» **JOB**: Pull out each line in the records below that contains the string "boundingBox".

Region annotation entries
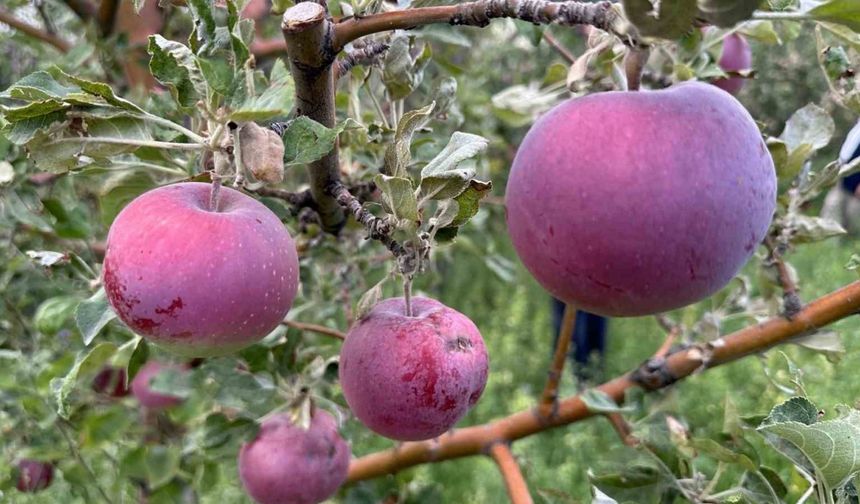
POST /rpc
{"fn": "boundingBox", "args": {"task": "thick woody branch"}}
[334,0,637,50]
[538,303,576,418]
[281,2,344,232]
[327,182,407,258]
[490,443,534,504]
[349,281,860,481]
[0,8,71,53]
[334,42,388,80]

...

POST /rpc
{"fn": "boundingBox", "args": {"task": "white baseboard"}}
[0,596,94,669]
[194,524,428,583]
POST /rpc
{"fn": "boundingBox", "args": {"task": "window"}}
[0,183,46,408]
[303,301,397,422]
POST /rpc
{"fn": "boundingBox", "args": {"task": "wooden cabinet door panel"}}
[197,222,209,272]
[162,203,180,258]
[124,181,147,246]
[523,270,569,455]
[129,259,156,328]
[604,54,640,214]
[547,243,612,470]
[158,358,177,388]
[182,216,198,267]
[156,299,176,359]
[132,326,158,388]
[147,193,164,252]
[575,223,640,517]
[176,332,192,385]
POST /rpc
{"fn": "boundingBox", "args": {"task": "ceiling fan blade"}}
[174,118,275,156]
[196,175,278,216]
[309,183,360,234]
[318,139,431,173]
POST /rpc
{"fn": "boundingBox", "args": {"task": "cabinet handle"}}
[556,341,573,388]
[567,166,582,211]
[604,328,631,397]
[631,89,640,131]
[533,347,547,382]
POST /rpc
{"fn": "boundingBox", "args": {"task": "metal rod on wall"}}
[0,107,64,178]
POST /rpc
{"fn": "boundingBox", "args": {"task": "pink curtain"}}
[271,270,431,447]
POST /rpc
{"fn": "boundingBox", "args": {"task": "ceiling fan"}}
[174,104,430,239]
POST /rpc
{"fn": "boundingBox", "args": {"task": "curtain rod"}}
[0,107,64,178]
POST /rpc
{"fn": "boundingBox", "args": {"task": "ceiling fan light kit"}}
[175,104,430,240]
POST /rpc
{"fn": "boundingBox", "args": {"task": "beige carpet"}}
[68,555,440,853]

» **RESULT**:
{"fn": "boundingBox", "args": {"task": "thick woody branch"}}
{"fn": "boundingBox", "args": {"task": "white baseboard"}}
{"fn": "boundingBox", "args": {"task": "window"}}
{"fn": "boundingBox", "args": {"task": "wooden cabinet door panel"}}
{"fn": "boundingBox", "args": {"task": "ceiling fan blade"}}
{"fn": "boundingBox", "args": {"task": "cabinet handle"}}
{"fn": "boundingBox", "args": {"task": "metal rod on wall"}}
{"fn": "boundingBox", "args": {"task": "pink curtain"}}
{"fn": "boundingBox", "args": {"task": "ceiling fan"}}
{"fn": "boundingBox", "args": {"task": "curtain rod"}}
{"fn": "boundingBox", "args": {"task": "ceiling fan light kit"}}
{"fn": "boundingBox", "args": {"task": "beige carpet"}}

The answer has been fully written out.